■ **Work to complete**
Determine how many lines of the records below contain the string "blue", treating uppercase and lowercase letters as distinct. Reply with the number alone.

A block of data
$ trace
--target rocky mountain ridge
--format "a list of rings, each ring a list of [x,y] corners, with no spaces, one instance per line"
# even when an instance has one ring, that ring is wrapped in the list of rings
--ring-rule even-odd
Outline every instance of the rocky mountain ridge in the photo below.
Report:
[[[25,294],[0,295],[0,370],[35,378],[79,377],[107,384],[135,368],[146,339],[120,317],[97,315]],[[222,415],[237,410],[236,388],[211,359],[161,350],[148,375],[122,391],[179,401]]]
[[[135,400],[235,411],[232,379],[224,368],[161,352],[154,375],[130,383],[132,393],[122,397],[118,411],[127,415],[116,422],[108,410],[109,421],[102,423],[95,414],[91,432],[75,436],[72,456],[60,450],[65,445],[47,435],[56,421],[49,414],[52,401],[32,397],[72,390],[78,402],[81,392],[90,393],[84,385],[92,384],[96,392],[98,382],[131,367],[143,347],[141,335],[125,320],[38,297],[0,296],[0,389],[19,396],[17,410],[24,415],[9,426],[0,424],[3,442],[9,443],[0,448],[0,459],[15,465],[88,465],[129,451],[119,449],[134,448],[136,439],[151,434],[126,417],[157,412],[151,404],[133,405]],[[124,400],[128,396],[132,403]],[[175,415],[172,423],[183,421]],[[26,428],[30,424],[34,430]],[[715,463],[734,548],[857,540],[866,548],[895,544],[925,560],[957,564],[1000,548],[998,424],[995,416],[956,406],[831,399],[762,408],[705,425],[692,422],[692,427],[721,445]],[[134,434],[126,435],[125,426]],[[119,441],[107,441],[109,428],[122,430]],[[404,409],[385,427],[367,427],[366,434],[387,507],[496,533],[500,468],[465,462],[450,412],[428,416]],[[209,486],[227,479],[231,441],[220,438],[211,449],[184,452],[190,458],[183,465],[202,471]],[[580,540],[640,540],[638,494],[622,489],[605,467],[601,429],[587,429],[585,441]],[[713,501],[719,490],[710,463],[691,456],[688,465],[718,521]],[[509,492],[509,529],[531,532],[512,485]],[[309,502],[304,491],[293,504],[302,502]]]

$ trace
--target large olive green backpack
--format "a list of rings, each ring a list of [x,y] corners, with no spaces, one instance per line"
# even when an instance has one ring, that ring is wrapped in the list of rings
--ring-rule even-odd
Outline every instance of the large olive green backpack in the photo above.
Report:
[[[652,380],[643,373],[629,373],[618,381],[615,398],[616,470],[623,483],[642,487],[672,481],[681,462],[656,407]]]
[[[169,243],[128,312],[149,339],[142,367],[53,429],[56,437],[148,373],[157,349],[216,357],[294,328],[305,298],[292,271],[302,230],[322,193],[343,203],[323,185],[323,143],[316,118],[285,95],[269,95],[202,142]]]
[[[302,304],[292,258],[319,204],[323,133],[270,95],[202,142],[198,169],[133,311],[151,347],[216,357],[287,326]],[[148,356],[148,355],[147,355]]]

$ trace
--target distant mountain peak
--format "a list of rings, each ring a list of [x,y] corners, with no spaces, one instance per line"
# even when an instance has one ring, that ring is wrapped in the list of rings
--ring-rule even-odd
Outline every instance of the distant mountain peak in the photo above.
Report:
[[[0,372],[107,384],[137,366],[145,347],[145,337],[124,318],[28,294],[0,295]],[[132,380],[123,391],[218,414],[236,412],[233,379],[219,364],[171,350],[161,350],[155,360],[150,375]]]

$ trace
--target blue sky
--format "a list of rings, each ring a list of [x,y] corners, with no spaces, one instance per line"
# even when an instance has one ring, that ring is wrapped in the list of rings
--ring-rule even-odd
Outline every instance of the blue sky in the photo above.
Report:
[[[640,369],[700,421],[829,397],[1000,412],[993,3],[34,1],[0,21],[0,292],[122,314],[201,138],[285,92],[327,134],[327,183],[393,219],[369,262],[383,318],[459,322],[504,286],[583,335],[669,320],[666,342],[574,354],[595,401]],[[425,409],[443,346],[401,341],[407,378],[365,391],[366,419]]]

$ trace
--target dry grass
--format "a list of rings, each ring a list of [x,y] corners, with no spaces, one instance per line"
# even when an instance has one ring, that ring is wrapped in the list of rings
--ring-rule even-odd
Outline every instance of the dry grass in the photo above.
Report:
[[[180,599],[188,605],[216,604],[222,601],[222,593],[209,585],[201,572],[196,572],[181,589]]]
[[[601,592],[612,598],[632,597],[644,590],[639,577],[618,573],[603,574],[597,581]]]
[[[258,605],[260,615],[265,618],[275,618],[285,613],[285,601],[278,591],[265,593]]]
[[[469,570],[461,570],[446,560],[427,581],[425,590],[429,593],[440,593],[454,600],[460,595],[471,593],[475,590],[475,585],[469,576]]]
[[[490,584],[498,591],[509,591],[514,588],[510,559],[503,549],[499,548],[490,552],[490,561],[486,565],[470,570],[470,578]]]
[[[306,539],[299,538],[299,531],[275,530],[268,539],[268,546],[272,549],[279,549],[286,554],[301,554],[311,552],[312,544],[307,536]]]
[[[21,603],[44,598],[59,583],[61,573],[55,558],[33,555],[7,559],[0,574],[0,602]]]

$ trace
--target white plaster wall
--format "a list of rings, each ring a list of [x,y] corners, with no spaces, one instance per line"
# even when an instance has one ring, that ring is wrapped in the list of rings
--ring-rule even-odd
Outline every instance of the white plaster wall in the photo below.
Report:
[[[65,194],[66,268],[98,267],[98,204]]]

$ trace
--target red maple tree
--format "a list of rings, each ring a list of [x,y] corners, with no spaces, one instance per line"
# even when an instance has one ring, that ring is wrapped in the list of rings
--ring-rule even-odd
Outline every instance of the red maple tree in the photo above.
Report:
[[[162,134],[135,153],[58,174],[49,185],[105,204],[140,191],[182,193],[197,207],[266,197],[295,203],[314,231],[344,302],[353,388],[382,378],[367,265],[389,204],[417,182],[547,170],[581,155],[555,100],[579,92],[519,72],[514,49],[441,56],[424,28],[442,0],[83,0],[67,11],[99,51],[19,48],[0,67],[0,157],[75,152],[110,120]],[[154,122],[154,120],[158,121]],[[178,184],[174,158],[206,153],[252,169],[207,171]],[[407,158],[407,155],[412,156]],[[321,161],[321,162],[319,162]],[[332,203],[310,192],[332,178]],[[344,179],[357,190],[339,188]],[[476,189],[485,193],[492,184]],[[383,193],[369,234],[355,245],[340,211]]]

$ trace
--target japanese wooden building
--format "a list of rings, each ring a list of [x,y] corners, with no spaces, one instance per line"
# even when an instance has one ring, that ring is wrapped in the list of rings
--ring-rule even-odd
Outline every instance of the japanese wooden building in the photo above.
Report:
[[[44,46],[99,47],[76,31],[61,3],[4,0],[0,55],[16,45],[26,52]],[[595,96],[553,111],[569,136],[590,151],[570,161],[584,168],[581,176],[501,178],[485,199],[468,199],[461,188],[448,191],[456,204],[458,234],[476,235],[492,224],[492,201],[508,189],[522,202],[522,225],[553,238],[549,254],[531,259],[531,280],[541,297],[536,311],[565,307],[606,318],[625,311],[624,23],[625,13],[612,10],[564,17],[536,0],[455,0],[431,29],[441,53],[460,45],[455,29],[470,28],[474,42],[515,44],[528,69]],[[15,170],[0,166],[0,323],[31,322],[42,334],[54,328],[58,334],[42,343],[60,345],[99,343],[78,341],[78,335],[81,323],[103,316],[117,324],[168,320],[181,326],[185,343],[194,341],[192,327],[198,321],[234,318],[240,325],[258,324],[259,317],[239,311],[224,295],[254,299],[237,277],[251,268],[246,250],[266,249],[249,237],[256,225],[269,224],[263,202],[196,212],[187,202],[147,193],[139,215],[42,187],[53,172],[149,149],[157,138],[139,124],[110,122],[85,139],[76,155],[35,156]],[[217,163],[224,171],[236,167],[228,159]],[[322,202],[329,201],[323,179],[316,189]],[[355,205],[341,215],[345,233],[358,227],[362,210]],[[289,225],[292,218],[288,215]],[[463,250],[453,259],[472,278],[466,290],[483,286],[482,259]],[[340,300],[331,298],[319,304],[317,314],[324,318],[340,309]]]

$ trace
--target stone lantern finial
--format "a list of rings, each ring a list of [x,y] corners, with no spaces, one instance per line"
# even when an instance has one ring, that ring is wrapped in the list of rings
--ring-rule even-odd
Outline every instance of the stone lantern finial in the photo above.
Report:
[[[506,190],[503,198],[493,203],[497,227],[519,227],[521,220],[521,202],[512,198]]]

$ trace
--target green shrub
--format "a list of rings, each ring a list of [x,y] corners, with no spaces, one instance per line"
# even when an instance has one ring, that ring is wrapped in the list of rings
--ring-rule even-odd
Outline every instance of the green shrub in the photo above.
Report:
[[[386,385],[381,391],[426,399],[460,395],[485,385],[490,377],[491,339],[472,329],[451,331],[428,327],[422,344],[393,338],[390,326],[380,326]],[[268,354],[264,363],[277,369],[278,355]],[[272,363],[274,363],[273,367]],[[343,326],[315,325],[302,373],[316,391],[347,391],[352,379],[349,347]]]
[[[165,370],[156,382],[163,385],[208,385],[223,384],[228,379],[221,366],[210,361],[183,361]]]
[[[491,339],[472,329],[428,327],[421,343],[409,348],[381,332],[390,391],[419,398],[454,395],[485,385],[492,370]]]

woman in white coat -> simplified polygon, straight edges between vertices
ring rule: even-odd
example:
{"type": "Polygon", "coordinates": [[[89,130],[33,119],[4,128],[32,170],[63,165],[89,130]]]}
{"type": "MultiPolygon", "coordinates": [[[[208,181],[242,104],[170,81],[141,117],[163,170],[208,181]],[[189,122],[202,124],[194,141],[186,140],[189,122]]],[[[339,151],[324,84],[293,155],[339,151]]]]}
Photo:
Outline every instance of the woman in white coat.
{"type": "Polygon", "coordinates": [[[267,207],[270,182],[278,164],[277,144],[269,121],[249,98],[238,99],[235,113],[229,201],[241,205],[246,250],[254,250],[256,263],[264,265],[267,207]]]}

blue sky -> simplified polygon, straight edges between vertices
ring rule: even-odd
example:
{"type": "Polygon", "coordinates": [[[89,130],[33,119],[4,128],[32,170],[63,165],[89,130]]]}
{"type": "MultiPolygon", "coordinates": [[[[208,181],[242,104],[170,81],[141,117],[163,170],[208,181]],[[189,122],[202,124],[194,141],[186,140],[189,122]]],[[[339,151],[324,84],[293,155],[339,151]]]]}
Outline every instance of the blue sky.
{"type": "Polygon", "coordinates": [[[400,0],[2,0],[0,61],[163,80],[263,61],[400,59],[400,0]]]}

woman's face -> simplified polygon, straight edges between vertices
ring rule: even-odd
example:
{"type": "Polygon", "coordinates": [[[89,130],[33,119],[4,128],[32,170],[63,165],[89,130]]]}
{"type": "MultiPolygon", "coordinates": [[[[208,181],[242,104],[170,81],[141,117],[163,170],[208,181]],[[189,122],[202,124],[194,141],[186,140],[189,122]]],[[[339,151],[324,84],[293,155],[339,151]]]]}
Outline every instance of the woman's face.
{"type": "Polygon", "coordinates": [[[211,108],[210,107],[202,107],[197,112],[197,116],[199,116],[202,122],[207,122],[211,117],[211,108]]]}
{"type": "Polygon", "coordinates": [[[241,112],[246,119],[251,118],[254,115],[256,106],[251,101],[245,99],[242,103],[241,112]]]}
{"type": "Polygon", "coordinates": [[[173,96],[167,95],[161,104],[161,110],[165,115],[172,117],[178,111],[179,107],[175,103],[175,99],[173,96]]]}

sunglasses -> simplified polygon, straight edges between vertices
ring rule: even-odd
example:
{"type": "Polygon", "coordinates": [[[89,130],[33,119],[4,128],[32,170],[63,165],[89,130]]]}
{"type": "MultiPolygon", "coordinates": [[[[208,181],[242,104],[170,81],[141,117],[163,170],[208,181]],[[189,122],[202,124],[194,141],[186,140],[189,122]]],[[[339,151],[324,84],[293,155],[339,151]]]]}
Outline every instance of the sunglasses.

■ **Full output**
4